== Segment start ==

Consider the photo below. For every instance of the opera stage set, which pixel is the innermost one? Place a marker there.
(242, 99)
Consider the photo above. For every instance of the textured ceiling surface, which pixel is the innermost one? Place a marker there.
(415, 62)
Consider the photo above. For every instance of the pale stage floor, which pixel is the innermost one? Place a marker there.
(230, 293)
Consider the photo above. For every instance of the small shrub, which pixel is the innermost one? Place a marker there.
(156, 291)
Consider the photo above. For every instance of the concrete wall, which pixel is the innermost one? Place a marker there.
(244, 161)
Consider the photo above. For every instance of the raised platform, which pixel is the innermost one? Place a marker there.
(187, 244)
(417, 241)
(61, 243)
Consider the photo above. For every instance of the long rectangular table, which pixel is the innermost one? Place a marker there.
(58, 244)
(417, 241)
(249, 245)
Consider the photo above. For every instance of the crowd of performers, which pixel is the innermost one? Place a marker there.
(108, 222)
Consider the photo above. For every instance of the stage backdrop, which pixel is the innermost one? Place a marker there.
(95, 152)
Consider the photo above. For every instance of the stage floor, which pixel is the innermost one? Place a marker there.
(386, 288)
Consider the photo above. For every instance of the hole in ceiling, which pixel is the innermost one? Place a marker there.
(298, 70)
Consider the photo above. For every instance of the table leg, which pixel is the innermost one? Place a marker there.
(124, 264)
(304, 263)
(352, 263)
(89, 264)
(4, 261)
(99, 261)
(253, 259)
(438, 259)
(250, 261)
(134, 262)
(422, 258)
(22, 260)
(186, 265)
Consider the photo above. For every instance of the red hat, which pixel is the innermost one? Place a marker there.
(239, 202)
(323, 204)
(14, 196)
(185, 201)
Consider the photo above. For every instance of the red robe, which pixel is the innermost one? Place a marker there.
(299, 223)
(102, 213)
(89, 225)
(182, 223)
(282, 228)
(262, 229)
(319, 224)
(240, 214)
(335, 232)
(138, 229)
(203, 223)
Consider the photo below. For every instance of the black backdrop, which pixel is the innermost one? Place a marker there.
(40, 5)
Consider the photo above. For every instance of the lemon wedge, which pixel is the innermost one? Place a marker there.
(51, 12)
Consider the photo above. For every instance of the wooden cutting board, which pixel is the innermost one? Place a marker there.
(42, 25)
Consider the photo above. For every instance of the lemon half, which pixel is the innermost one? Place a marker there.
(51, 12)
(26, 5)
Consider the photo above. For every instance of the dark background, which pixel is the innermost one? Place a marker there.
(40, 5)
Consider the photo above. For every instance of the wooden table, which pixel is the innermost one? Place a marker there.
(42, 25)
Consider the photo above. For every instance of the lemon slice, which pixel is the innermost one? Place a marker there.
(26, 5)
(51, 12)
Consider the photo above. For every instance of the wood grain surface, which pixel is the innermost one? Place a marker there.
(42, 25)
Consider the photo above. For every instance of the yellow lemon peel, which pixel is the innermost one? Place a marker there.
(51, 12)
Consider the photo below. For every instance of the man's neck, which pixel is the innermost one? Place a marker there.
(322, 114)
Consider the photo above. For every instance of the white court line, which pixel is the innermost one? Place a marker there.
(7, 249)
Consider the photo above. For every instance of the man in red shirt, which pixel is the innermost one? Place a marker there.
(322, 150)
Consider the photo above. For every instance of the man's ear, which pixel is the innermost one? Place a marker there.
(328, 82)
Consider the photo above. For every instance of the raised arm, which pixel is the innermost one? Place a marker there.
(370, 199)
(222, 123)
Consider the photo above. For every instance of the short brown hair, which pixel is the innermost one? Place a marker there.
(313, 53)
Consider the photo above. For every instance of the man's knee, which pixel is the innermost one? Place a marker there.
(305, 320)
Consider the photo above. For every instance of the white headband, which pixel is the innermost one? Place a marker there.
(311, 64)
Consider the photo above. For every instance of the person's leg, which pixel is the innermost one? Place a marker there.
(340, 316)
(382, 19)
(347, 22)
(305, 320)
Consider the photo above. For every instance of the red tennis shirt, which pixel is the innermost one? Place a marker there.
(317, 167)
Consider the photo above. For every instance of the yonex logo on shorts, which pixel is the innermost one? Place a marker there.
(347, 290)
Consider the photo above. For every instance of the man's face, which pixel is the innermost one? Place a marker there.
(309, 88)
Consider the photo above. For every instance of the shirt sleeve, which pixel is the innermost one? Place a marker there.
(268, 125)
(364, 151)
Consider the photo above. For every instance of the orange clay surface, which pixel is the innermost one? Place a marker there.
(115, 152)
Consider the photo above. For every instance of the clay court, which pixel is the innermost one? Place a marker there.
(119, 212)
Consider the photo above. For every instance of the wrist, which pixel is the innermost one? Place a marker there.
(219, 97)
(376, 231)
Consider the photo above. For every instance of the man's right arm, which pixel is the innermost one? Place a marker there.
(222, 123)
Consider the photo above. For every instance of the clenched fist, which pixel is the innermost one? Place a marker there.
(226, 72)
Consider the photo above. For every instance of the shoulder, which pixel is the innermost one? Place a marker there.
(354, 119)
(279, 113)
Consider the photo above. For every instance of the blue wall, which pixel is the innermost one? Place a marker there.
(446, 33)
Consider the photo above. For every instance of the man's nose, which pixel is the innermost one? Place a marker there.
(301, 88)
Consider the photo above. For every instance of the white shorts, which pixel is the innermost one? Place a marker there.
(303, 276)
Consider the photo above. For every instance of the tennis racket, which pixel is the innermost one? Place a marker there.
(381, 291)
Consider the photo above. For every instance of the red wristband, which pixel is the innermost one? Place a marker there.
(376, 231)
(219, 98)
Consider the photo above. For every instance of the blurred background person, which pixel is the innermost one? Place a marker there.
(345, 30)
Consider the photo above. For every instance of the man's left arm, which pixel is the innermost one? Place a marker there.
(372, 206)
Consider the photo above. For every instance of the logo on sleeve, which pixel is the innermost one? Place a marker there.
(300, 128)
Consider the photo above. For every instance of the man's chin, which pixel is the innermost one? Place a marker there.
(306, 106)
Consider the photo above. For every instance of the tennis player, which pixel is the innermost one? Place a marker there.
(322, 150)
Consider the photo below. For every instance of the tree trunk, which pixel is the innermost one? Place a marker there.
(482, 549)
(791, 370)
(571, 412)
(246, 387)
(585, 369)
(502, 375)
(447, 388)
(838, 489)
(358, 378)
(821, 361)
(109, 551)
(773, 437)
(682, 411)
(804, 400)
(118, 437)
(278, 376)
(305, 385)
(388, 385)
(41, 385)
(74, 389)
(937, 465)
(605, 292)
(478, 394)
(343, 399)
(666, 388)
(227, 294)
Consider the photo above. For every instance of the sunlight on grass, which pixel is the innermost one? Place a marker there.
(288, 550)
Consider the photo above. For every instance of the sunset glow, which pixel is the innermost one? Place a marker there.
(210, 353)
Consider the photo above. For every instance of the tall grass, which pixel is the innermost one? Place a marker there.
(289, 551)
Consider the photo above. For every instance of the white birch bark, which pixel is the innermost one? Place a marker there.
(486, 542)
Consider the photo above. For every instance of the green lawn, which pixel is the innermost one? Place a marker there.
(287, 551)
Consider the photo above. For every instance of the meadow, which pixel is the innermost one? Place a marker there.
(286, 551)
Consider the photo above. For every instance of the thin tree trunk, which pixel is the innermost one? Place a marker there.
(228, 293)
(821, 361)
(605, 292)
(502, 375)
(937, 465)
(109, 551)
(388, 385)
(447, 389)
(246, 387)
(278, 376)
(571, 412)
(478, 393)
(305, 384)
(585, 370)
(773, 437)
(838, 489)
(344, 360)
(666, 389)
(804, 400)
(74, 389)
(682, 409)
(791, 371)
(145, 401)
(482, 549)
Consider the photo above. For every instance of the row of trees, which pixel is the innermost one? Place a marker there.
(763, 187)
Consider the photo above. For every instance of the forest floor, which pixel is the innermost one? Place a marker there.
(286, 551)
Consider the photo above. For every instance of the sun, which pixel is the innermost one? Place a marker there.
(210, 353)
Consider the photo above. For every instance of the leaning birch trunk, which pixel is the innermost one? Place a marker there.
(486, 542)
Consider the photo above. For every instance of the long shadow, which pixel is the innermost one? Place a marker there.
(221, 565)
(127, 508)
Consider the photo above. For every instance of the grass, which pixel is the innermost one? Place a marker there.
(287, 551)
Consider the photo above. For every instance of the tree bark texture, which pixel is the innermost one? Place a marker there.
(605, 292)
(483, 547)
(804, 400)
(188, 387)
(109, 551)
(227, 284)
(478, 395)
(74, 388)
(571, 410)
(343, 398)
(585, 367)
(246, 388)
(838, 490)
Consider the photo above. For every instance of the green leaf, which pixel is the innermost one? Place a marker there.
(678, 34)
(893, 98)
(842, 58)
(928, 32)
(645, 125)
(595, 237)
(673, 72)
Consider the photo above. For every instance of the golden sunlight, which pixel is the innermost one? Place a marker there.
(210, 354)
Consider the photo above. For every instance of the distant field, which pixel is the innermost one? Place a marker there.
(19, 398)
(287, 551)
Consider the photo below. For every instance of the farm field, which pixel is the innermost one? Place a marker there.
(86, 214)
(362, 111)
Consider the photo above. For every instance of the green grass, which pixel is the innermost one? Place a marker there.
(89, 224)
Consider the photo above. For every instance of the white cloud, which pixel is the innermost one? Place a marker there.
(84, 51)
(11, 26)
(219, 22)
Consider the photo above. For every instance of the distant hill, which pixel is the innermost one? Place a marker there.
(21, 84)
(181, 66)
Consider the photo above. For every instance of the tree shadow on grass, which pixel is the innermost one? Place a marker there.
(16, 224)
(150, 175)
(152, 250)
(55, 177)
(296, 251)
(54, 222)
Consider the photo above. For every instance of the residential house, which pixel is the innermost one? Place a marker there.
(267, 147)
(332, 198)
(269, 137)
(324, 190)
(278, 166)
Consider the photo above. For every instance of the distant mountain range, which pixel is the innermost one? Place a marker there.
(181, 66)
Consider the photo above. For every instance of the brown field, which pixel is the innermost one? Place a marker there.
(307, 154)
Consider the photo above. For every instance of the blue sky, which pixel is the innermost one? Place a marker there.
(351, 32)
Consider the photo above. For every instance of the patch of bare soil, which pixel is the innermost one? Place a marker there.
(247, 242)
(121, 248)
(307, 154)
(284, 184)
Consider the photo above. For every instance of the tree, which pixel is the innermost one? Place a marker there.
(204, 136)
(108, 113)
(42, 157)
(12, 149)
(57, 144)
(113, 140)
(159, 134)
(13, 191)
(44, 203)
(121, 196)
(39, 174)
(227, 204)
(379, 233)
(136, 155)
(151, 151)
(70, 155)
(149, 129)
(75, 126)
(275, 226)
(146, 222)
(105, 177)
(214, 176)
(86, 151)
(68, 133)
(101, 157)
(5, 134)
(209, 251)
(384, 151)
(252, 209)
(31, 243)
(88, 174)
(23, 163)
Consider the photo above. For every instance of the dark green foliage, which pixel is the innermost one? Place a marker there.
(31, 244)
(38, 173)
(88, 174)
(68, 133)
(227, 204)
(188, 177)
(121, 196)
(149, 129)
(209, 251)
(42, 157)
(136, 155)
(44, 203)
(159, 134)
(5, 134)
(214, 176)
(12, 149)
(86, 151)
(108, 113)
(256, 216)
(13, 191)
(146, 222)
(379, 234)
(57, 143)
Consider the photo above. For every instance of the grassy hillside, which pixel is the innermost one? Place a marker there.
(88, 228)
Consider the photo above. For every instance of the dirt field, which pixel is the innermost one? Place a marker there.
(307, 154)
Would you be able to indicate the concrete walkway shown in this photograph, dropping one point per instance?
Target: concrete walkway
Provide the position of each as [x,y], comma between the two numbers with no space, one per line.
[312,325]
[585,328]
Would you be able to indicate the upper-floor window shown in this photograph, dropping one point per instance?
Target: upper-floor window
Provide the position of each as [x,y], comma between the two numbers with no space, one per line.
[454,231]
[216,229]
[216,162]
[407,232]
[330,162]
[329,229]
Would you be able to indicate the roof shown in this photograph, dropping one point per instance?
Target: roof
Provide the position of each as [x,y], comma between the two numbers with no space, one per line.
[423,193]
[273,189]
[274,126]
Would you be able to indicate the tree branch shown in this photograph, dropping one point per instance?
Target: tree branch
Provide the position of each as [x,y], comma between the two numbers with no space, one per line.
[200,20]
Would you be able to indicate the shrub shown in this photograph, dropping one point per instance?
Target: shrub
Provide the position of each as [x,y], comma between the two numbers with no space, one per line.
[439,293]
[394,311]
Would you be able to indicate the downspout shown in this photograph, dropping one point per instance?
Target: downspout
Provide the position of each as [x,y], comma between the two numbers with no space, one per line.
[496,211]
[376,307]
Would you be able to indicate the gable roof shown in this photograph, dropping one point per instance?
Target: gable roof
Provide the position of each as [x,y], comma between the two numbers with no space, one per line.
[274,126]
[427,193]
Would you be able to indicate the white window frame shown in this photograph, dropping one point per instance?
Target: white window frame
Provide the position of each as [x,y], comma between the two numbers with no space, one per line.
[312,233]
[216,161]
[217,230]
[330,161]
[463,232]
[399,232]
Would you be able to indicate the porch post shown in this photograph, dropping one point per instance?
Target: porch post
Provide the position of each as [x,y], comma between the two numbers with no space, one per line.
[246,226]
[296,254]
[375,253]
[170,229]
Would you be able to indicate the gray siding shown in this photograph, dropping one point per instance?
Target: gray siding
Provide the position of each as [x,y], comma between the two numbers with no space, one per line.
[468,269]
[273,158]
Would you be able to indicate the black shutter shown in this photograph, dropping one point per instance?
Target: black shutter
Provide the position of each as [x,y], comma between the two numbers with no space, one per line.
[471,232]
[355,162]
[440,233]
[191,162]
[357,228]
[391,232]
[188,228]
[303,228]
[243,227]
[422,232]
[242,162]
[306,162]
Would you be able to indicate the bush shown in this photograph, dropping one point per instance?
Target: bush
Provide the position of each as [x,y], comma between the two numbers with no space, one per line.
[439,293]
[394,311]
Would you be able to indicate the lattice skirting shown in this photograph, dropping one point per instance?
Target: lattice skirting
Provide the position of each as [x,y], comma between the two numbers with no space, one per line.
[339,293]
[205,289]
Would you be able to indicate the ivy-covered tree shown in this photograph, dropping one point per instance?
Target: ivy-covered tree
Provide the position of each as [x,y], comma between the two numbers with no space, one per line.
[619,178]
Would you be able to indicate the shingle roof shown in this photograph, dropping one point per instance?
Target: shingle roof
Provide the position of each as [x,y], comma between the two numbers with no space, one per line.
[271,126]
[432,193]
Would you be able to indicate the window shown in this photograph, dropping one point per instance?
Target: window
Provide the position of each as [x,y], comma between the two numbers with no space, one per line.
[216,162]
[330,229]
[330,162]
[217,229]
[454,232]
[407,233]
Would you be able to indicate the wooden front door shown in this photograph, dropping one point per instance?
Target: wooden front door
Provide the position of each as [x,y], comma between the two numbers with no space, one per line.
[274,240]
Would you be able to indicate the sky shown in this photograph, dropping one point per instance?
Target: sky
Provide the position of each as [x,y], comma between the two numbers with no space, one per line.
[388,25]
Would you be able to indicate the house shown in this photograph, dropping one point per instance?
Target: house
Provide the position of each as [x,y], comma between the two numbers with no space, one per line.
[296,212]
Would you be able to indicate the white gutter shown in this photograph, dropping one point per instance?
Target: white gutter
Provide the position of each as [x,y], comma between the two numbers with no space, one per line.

== Segment end ==

YOUR ASSIGNMENT — Take the lines above from the one containing "Would you be able to indicate the porch" down to the one containing "Target: gray siding", and transcribe them exactly, both ends included.

ANSWER TO THIS PROBLEM —
Would you be able to indicate the porch post shown in this photograph, dropping one point per instance?
Target: porch post
Provide the position of each as [x,y], comma between the two numbers with no space, one per line.
[246,226]
[296,254]
[375,253]
[170,229]
Would you be able to indicate the gray siding shown in this photograph, dropping one point per instance?
Target: gray siding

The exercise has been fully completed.